## The task
All of the records below should be retyped exactly, with no pictures included.

[Records from a data collection]
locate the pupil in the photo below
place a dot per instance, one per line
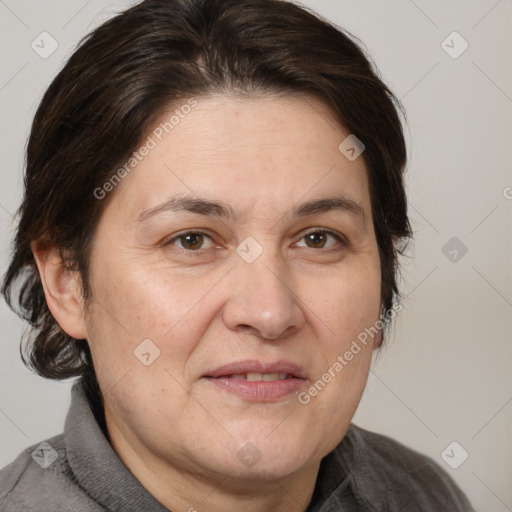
(190, 240)
(317, 238)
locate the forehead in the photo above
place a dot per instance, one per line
(253, 153)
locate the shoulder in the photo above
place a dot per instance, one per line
(407, 478)
(40, 479)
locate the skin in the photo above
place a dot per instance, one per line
(299, 300)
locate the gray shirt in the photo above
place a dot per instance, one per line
(79, 471)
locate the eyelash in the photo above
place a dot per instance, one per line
(338, 236)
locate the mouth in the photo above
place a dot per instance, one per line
(257, 381)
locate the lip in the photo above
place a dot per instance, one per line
(256, 366)
(258, 391)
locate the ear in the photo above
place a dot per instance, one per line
(377, 340)
(62, 289)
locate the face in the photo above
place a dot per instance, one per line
(199, 305)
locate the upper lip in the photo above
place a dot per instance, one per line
(255, 366)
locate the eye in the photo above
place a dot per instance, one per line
(317, 239)
(190, 241)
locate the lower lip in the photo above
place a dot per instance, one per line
(258, 391)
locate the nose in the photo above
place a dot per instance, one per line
(262, 301)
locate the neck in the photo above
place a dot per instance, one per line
(181, 485)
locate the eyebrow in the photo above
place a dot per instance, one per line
(224, 210)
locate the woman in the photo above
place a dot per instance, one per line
(213, 208)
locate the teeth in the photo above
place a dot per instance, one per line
(253, 377)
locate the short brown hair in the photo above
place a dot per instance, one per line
(120, 79)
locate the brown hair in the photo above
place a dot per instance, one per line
(127, 72)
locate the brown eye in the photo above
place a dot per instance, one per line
(318, 239)
(190, 241)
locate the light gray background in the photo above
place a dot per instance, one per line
(446, 374)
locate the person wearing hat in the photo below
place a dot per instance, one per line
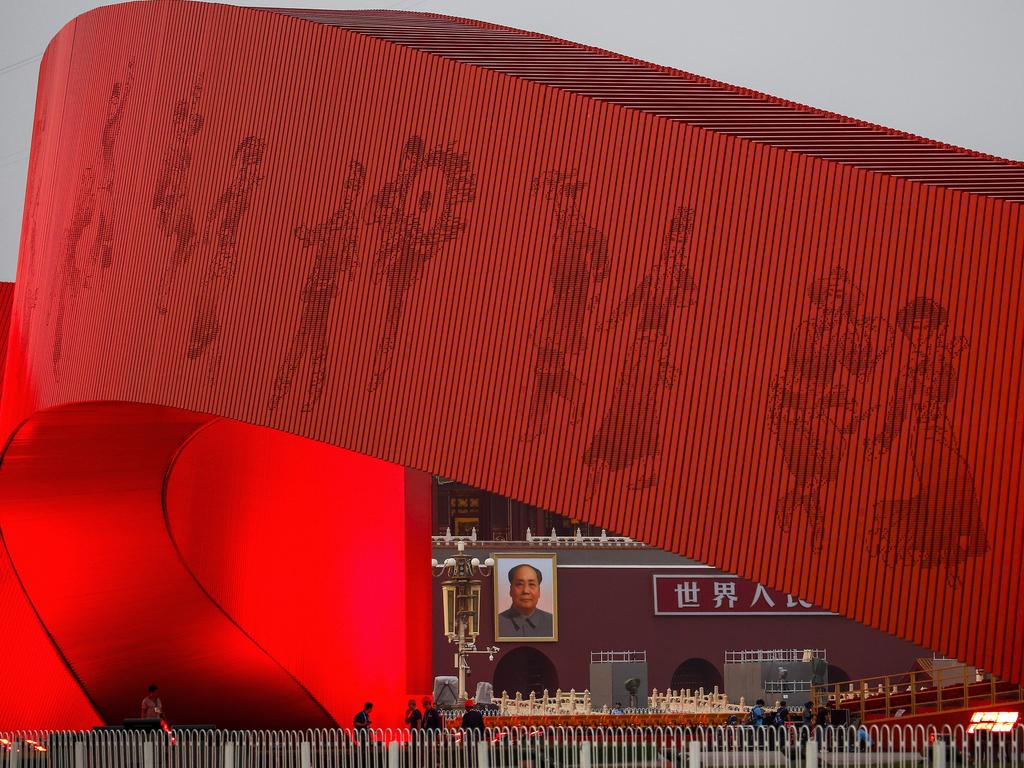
(472, 721)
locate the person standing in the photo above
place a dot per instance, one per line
(472, 721)
(414, 718)
(432, 720)
(361, 721)
(153, 708)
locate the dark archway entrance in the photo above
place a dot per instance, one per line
(525, 670)
(694, 674)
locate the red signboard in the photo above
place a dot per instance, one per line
(704, 595)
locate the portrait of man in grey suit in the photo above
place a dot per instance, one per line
(523, 619)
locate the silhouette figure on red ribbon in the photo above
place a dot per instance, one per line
(628, 436)
(941, 524)
(30, 291)
(102, 247)
(579, 265)
(170, 199)
(336, 254)
(70, 274)
(812, 411)
(417, 212)
(221, 240)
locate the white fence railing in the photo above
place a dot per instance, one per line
(521, 748)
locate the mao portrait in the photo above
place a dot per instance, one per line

## Your solution
locate the pupil in the photo below
place a dot per instance, one per line
(190, 240)
(317, 238)
locate the forehead in the photo above
place a dot per instance, one per line
(253, 153)
locate the shoulder in the photo above
place a dot per instance, one per line
(407, 478)
(40, 479)
locate the skin in the photo above
place a dot per instance, one per line
(299, 300)
locate the gray shirt in the photo above
place a dot per instance, one per line
(79, 471)
locate the eyelash in the photo above
place a dot per instance, one per line
(338, 236)
locate the mouth in the photo above
place a dot per instance, one per line
(257, 381)
locate the lip in the photo above
place a dot per instance, one per line
(256, 366)
(258, 391)
locate the ear in the photo above
place a dot per instance, one per line
(377, 340)
(62, 289)
locate the face in the photo above
place a dot per instance, one per line
(199, 305)
locate the upper lip in the photo above
place a dot per instance, one per line
(255, 366)
locate the eye in the photo above
place a dot per instance, one per line
(317, 239)
(190, 241)
locate the lower lip in the photo above
place a dot per instance, one per line
(258, 391)
locate the nose in the photo above
place a dot per instance, one per line
(262, 301)
locate the neck in the photo above
place a dot per instance, one per line
(181, 485)
locate the eyebrow in the photo above
place a dot per instance, one per line
(224, 210)
locate the woman in the photo above
place a dot per instance, one per line
(213, 208)
locate the teeth in the photo above
place a dot per instance, one per line
(253, 377)
locate the short brown hair in the photo above
place a dot per instance, one per line
(120, 79)
locate the brown hair in the photo above
place a dot per instance, one per line
(127, 72)
locate the brown eye in the photo above
place a dot per instance, one per line
(318, 239)
(190, 241)
locate the light gray background in the photo above
place a dot per instance, one per line
(446, 374)
locate the person wearing hat in the photo below
place a dot per instance, one per line
(472, 721)
locate the person standing in the photo above
place a dot per instance, one per line
(472, 721)
(414, 718)
(432, 720)
(361, 721)
(153, 708)
locate the dark archway entrance in the photo above
place a dot per instance, one per line
(525, 670)
(694, 674)
locate the red signboard in the photo above
place a dot per instance, one per line
(704, 595)
locate the portrait of man in grey suit in the photo above
place a dot per instance, one per line
(523, 619)
locate the silhouette figure on red ribbon in the photo above
place a dot per instance, one per line
(628, 436)
(941, 524)
(30, 291)
(102, 247)
(579, 265)
(170, 199)
(336, 254)
(70, 274)
(812, 411)
(417, 212)
(221, 240)
locate the white fence railing in the photo above
place a dot per instance, one per line
(521, 748)
locate the mao portrait in the photo above
place a dot per instance, one per line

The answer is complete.